▸ Extract to read:
────────

Permanent lifting magnets or magnet lifters are a very useful piece of lifting equipment, they are designed to lift metals using only magnetic forces and are particularly useful within areas where steel is handled; they are frequently use in ship yards, scrap yards and steel workshops, and are great accompaniments to jib cranes and mobile gantries. The lifting magnet is best for lifting and handling steel sheets yet can also lift cylindrical steel. However the lifting capacity for cylindrical objects will be much reduced due to the fact that it will have a much smaller contact area with the magnet.
A lifting magnet or magnet lifter as they are sometimes referred to as is a piece of lifting equipment that is designed for lifting ferro-magnetic (metals with a high susceptibility to magnetization) materials such as iron, nickel, cobalt & alloy compounds. Steel is produced from a mix of several metals, producing an alloy; the main ones being iron, nickel and manganese, these substances and their compounds are ferro-magnetic. However some types of stainless steel are not magnetic because of their makeup. Metals with different make-ups have differing abilities to hold magnetism, so for materials other than mild steel such as; high carbon steels, cast iron and ferrous alloys a reduction in the lifting capacity must be applied, this varies between the materials, so always refer to the lifting magnet manual.
Key Features of lifting magnets
Lifting magnets are available in a variety of models with varying lifting capacities, all of which will have a minimum thickness of steel which they are able to lift safely; using a magnet to lift steel with less than the stated minimum will have a great impact on the safety of the lift. Different models are capable of lifting varying lengths of sheet steel, however more than one lifting magnet can be used on the same piece allowing for longer lengths to be lifted, this is a very common practice in steel plants, however if more than one magnet is to be used then you should use a spreader beam with a magnet at each end, these enable both magnets to be raised at the same time to keep the load stable.
How they work
Lifting magnets work manually, requiring no power supply and are easily operated by a single person. The magnet is usually attached to a crane of some type, or high beam through the use of a lifting hoist which allows the magnet to be raised and lowered as needed. The magnet is placed onto the steel sheet, centrally in line with the centre of gravity if just 1 magnet is being used, and the lever is then locked down, this applies the strong magnetic force required to lift the steel sheet.

────────

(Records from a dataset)
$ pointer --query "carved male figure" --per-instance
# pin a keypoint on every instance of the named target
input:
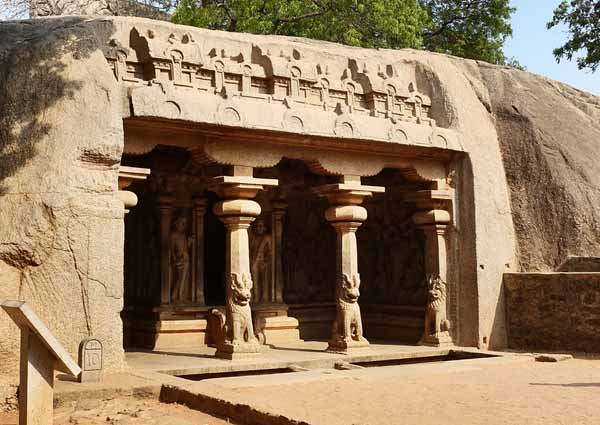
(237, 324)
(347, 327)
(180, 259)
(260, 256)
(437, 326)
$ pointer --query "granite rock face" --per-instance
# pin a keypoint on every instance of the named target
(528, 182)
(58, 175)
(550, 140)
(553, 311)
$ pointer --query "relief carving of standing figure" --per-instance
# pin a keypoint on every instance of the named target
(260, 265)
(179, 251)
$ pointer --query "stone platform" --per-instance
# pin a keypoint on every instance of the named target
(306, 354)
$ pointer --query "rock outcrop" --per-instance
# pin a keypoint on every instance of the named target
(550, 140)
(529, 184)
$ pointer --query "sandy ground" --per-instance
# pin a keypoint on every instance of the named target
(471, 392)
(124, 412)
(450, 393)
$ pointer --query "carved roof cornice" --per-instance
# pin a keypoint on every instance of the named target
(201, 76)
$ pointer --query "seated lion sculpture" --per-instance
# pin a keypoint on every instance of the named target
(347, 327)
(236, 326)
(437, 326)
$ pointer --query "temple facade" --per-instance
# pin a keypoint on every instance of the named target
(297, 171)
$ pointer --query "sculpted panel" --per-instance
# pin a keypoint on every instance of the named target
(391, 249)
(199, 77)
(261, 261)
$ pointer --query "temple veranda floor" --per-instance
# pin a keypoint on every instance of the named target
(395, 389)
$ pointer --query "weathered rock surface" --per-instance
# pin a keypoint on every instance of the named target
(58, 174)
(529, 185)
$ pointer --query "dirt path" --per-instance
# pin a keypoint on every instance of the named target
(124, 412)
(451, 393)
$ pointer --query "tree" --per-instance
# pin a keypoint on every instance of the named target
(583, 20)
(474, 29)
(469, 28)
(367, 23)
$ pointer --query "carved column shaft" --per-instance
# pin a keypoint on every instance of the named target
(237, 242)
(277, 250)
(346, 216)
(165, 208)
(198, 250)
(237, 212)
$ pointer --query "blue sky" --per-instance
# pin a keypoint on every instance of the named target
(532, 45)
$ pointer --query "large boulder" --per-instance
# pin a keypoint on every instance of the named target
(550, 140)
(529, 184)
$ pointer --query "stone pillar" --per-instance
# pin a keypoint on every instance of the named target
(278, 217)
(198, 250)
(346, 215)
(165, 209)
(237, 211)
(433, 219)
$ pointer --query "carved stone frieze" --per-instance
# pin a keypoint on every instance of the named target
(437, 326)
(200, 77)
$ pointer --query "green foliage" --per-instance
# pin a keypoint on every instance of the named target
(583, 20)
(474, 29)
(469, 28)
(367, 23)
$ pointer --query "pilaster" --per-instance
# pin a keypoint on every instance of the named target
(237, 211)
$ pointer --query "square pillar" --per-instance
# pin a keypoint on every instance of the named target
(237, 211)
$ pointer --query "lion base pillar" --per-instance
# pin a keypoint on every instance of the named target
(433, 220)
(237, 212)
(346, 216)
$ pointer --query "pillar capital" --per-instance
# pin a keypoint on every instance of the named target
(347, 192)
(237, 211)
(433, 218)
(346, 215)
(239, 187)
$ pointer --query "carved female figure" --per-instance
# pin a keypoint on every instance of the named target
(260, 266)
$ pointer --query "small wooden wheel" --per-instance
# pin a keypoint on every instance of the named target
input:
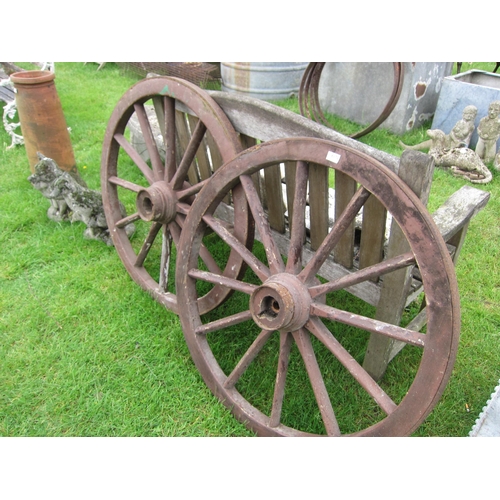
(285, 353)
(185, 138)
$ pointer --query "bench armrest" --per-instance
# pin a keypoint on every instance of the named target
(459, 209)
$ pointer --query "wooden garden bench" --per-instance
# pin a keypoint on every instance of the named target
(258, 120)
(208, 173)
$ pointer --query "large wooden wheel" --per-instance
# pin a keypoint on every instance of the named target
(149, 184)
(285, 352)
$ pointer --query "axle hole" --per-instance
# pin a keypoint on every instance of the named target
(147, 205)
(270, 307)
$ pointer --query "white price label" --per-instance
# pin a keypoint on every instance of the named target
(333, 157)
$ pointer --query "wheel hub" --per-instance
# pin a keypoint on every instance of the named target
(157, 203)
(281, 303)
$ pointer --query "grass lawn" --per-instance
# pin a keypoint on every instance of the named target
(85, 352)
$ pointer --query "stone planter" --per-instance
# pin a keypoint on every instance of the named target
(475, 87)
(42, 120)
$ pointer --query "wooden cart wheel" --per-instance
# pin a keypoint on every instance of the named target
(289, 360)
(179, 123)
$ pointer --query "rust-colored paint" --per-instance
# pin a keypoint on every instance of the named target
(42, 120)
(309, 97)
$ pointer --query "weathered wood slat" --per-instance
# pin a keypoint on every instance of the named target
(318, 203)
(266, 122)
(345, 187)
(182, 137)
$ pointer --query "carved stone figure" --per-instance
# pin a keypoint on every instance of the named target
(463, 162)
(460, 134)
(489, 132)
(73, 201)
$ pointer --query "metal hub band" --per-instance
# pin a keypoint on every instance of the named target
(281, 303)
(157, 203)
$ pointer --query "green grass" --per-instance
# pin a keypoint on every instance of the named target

────────

▸ Exercises to complete:
• 1. According to the text on lifting magnets, why is the lifting capacity much reduced for cylindrical objects?
• 2. Carry on the text about lifting magnets from its last sentence.
The listing has nothing to do with what comes next.

▸ Expected responses:
• 1. A cylindrical object has a much smaller contact area with the magnet.

• 2.
Lifting magnets require little maintenance but keeping it very clean is imperative to ensure the magnetic forces are kept at the optimum level; You should regularly check for signs of wear and any defects that could affect the safe use of the magnet including the locking lever and top hook; you should have them tested and inspected by an authorised person at least every 6 months to ensure their continued safety.
Important Safety Factors
It is extremely important to be aware of factors that will have an impact on the lifting capacity and therefore safety of the lifting magnet. Air gaps are the most common problem; these are usually caused by badly machined steel surfaces, dust or dirt and paint; the surface should be as level and clean as possible to avoid these air gaps because the more air gaps present the lower the safe lifting capacity of the magnet and therefore could cause the magnet to drop the load. The magnet needs to have full and total contact with the steel to achieve maximum lifting capacity. Trial lifts should always be undertaken to assess the hold and stability of the load, this allows for re-positioning if necessary.
There are many important guidelines for the safe use of a lifting magnet, a couple of the key points will be 1; never use a magnet around medical equipment, people with pacemakers or insulin pumps as the magnetic force may cause failure of these devices. 2; never magnetise the magnet (by locking the lever down) without a load. 3; never de-magnetise the lifter (by raising the lever) until the load is completely lowered safely.